Start of Given text

The observed BP responder frequencies in this study are counterintuitive. Our trial design was based on the assumption that more extensive ablation would lead to an increased number of BP responders, as fewer patients would receive an incomplete renal nerve ablation. This assumption was wrong. Instead, responder rates are comparable to those found in previous RDN trials or even below this level when applying the office BP response used in the first SYMPLICITY trials.7,27,28. As responder frequencies are not higher in the SPYRAL-HTN and RADIANCE-SOLO trials using the same treatment methods, a statistical outlier is an unlikely explanation.8,9,22. Instead, this highlights the importance of wise patient selection when enrolling for RDN trials.

End of Given text
Start of Dataset excerpts

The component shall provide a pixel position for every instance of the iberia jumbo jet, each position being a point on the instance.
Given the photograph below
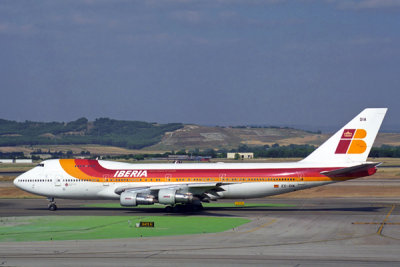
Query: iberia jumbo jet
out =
(340, 158)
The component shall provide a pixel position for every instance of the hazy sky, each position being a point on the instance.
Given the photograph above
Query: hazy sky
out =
(213, 62)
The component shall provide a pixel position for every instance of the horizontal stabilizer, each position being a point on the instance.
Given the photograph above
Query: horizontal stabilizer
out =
(354, 171)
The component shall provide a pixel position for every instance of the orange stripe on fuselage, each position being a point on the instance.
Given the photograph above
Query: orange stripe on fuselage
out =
(69, 166)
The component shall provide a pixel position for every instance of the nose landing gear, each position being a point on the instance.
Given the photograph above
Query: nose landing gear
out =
(52, 205)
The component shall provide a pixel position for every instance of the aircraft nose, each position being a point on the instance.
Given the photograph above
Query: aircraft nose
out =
(17, 180)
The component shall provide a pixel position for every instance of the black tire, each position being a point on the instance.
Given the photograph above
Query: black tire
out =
(168, 209)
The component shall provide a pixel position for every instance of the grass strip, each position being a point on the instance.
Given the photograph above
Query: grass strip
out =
(205, 205)
(47, 228)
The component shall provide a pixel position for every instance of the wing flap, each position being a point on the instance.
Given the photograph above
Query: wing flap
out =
(354, 171)
(195, 186)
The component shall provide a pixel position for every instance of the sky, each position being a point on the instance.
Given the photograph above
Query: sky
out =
(210, 62)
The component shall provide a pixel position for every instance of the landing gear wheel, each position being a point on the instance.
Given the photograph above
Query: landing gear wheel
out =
(168, 209)
(52, 207)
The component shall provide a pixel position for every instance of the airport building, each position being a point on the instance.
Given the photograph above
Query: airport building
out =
(242, 155)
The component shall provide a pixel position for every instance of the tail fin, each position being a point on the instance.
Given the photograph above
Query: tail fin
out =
(353, 142)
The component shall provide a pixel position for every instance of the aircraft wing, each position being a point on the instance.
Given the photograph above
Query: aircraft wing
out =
(194, 188)
(353, 171)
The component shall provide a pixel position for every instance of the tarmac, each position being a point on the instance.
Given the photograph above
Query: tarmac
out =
(321, 232)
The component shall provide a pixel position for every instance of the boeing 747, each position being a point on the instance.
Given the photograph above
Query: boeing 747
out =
(340, 158)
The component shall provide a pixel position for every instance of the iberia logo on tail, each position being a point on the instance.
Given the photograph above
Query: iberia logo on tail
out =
(352, 142)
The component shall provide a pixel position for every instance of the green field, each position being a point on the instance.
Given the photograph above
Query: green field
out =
(46, 228)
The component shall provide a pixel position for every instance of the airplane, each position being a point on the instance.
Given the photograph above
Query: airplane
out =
(342, 157)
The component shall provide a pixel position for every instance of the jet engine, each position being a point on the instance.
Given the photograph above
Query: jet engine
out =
(171, 197)
(128, 198)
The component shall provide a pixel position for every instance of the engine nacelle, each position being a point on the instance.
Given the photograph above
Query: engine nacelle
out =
(133, 199)
(170, 197)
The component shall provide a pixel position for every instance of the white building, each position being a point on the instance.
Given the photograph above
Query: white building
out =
(242, 155)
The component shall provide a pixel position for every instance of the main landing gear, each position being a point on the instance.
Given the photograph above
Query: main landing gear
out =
(52, 205)
(184, 208)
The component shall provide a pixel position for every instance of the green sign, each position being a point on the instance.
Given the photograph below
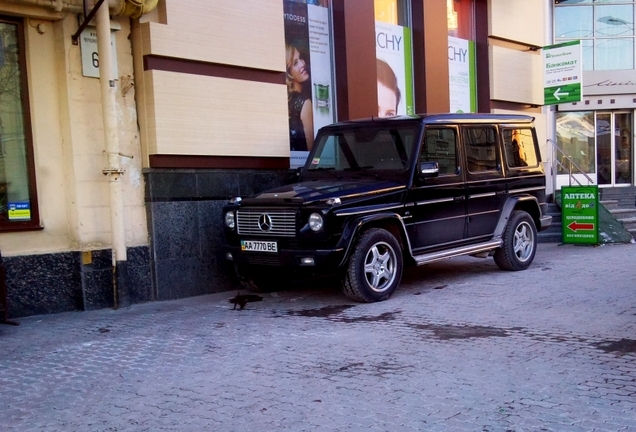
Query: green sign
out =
(562, 73)
(579, 210)
(562, 94)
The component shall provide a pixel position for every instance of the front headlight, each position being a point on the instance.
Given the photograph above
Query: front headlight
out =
(315, 222)
(229, 219)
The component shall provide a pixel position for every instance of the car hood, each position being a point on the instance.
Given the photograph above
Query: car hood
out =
(312, 191)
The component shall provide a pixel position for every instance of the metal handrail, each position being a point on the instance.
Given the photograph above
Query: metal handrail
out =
(557, 156)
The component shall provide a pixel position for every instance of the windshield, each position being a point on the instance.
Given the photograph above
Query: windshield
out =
(365, 148)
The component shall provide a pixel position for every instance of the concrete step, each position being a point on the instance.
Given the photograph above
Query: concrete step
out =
(622, 213)
(554, 233)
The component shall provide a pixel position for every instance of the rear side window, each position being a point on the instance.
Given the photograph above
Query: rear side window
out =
(481, 148)
(519, 148)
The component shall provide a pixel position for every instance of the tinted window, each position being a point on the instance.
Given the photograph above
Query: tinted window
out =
(481, 148)
(519, 148)
(440, 145)
(380, 148)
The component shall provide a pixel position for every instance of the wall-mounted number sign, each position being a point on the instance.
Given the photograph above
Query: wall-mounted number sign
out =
(90, 58)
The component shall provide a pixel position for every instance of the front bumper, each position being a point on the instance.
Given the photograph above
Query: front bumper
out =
(328, 259)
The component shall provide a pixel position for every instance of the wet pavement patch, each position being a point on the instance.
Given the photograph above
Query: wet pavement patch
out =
(446, 331)
(332, 313)
(622, 346)
(323, 312)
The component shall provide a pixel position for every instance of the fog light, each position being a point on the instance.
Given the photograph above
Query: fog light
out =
(308, 261)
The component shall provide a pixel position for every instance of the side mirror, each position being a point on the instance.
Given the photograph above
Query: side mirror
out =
(428, 169)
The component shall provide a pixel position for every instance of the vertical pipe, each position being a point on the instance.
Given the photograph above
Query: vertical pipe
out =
(114, 171)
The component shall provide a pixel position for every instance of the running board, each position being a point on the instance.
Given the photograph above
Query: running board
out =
(464, 250)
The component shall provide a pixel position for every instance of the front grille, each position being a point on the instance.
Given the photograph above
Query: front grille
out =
(262, 222)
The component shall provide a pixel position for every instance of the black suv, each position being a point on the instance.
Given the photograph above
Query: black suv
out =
(378, 194)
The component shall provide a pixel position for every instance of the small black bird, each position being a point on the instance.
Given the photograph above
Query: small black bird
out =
(243, 299)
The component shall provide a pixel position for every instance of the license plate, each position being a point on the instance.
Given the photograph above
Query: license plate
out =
(258, 246)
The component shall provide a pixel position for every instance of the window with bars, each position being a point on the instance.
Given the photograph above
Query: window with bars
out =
(18, 205)
(605, 28)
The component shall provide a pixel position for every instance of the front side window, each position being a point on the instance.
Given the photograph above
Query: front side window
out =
(605, 28)
(440, 145)
(519, 148)
(481, 148)
(18, 206)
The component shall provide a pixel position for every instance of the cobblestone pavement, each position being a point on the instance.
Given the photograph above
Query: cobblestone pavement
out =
(461, 346)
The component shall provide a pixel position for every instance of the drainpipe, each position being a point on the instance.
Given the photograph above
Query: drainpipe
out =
(113, 171)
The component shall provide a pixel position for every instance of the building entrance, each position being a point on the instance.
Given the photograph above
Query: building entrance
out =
(614, 155)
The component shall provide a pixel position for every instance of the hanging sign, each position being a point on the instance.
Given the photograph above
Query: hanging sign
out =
(562, 73)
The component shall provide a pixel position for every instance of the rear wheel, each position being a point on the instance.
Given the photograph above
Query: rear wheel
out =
(519, 243)
(375, 268)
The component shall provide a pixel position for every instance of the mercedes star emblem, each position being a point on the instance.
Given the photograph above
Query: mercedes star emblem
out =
(265, 222)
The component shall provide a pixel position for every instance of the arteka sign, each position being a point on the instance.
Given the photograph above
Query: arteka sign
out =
(579, 210)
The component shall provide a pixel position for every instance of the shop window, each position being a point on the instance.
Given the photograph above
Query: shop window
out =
(18, 205)
(394, 58)
(576, 137)
(605, 28)
(461, 56)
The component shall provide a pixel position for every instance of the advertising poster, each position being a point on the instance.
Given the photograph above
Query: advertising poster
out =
(308, 74)
(394, 68)
(461, 70)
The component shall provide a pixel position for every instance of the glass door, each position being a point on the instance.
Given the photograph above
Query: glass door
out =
(614, 155)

End of Dataset excerpts

◆ Tasks for this exercise:
1/ List the names of all trials that the text on BP responder frequencies mentions.
2/ Please go on with the text on BP responder frequencies, picking up after its final sentence.

◆ Task responses:
1/ SYMPLICITY, SPYRAL-HTN, RADIANCE-SOLO

2/
It is likely that the rate of responders will not be improved unless only patients with an elevated sympathetic tone are enrolled, which is essential for RDN to work. In those patients, a more extensive ablation procedure will likely lead to a pronounced reduction of this overactivity, resulting in a greater lowering of BP. As other, non-invasive methods are not available, assessment of renal sympathetic activity requires invasive measurement of renal norepinephrine spillover. This is difficult to perform under the circumstances of clinical trials and will be even more challenging in clinical practice. In addition, norepinephrine spillover has never been investigated as a predictor for BP response after RDN. Therefore, future trials should focus on this issue. In the meantime, other potent predictors, such as elevated vascular stiffness could be used as surrogate markers for a biomechanical contribution to hypertension instead.11,12,29–31
Tasks for Future Trials
While improvement of the ablation technology itself might have already reached its peak, several open questions remain to be answered by future RDN trials. In particular, three topics will be of interest in the next few years. First, despite research in catheter-based RDN for decades, a direct feedback mechanism that can assure whether ablation was successful during the procedure is still lacking. This will be an important task for future research. Second, the role and anatomical distribution of afferent and efferent renal fibres for RDN need to be clarified. Third, the mechanism(s) by which RDN results in BP reduction is/are still unclear. Uncovering this secret will certainly open new possibilities to optimise patient selection and medical co-treatment.
All in all, RADIOSOUND-HTN allows insights into technical aspects of RDN and can thereby help in optimising future RDN trial design.